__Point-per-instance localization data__
————————

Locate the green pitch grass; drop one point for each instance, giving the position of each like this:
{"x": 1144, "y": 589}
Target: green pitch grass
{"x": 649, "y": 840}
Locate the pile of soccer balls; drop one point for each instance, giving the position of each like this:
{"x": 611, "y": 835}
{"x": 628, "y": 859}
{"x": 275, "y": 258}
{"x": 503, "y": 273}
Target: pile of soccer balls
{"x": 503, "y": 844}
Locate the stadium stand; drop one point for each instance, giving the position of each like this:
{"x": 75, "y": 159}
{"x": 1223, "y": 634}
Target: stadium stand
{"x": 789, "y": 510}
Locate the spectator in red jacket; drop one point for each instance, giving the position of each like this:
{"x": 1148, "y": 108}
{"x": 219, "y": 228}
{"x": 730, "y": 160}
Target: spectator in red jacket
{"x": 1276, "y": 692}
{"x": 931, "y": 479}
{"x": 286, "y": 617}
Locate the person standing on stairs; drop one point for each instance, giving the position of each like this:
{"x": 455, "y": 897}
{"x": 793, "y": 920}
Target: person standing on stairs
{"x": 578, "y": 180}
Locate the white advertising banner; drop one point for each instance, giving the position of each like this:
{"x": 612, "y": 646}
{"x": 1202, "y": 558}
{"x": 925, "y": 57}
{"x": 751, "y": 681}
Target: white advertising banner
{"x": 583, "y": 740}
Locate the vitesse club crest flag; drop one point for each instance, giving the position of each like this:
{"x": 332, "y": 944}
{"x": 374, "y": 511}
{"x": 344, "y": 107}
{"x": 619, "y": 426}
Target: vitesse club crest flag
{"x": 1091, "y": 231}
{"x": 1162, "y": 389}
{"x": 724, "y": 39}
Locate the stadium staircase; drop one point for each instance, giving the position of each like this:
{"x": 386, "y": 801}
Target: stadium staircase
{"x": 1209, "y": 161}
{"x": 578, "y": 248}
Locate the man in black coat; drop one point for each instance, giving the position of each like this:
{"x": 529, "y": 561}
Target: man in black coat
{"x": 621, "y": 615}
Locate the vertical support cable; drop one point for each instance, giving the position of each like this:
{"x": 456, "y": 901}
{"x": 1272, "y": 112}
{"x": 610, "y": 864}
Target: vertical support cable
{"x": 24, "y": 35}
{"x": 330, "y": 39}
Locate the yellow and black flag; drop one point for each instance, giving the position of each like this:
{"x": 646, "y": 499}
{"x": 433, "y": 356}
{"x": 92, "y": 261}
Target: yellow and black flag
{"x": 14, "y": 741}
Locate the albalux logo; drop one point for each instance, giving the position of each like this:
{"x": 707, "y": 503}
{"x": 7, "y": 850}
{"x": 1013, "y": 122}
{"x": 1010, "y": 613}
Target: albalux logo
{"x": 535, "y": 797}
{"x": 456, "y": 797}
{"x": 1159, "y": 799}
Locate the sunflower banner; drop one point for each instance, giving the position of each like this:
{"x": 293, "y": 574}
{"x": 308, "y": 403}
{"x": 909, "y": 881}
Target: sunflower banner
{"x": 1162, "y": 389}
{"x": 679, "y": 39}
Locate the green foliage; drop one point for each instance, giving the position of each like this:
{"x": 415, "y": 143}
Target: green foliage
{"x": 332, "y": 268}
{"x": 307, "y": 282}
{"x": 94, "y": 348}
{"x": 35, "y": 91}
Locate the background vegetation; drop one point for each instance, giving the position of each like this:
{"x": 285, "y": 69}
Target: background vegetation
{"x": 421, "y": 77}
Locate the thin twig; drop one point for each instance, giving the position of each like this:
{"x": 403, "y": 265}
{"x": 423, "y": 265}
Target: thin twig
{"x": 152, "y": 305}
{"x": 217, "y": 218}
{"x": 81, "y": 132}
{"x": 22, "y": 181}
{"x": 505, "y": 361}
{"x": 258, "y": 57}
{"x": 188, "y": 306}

————————

__YOUR GOAL__
When answering, write out each of the lines above exactly as given.

__TASK RESPONSE__
Locate the green pitch grass; drop one point for each instance, giving the position of each like this:
{"x": 1144, "y": 589}
Target: green pitch grass
{"x": 649, "y": 840}
Locate the pile of soccer balls; drop one point for each instance, giving the position of each like this:
{"x": 611, "y": 835}
{"x": 628, "y": 859}
{"x": 275, "y": 258}
{"x": 503, "y": 273}
Target: pile of soccer balls
{"x": 503, "y": 844}
Locate the stadium stand; drop one point for each instance, giving the position of each like this:
{"x": 75, "y": 159}
{"x": 1223, "y": 634}
Target: stadium stand
{"x": 789, "y": 510}
Locate the spectator in red jacket; drop one point for each instance, giving the position of each like this:
{"x": 1148, "y": 108}
{"x": 219, "y": 228}
{"x": 730, "y": 160}
Target: spectator in red jacket
{"x": 1276, "y": 692}
{"x": 931, "y": 479}
{"x": 286, "y": 617}
Locate the person standing on stairs; drop one point for each instance, giving the position of each like this:
{"x": 455, "y": 897}
{"x": 793, "y": 920}
Target: person standing on stairs
{"x": 578, "y": 180}
Locate the white advertising banner; drop one point for each instance, giving the position of each like this:
{"x": 612, "y": 646}
{"x": 1202, "y": 558}
{"x": 925, "y": 57}
{"x": 751, "y": 681}
Target: white advertising banner
{"x": 583, "y": 740}
Locate the vitesse club crest flag; drop one point for each instance, giving the position of each like this:
{"x": 332, "y": 944}
{"x": 374, "y": 511}
{"x": 344, "y": 107}
{"x": 619, "y": 426}
Target: vitesse club crest flag
{"x": 1091, "y": 231}
{"x": 1162, "y": 389}
{"x": 724, "y": 39}
Locate the stadium staircase; drop one point for each instance, giving the position of each like this:
{"x": 386, "y": 801}
Target: stadium staircase
{"x": 1209, "y": 161}
{"x": 578, "y": 248}
Locate the man in black coat; drop one point for each instance, giving the position of each like this:
{"x": 529, "y": 561}
Target: man in black coat
{"x": 621, "y": 615}
Locate the vertical support cable; drop one point for each instance, giving the position of each like this:
{"x": 456, "y": 901}
{"x": 1272, "y": 112}
{"x": 610, "y": 864}
Target: vertical support cable
{"x": 24, "y": 35}
{"x": 330, "y": 39}
Locate the yellow and black flag; drop one point for each instance, giving the position of each like this:
{"x": 646, "y": 499}
{"x": 433, "y": 356}
{"x": 92, "y": 261}
Target: yellow and black flag
{"x": 14, "y": 741}
Locate the albalux logo; drop one point for each instance, giving the position of each like this:
{"x": 707, "y": 503}
{"x": 7, "y": 850}
{"x": 1013, "y": 122}
{"x": 1010, "y": 613}
Target: albalux logo
{"x": 535, "y": 797}
{"x": 456, "y": 797}
{"x": 1159, "y": 799}
Locate the sunflower banner; drop one point for each instance, giving the position of each like this:
{"x": 293, "y": 574}
{"x": 308, "y": 403}
{"x": 909, "y": 881}
Target: sunflower banner
{"x": 1162, "y": 389}
{"x": 679, "y": 39}
Locate the green foliage; drop one point for each instance, giving the position of each like this:
{"x": 415, "y": 143}
Target: green foliage
{"x": 332, "y": 268}
{"x": 307, "y": 282}
{"x": 94, "y": 348}
{"x": 35, "y": 91}
Locate the background vegetation; drop one point for each instance, giving the position of each like this:
{"x": 285, "y": 69}
Target: background vegetation
{"x": 421, "y": 77}
Locate the thin twig; drop one point for each instance, giving the position of each like this:
{"x": 403, "y": 265}
{"x": 423, "y": 265}
Target: thin twig
{"x": 152, "y": 305}
{"x": 217, "y": 218}
{"x": 81, "y": 132}
{"x": 22, "y": 181}
{"x": 505, "y": 361}
{"x": 258, "y": 57}
{"x": 188, "y": 306}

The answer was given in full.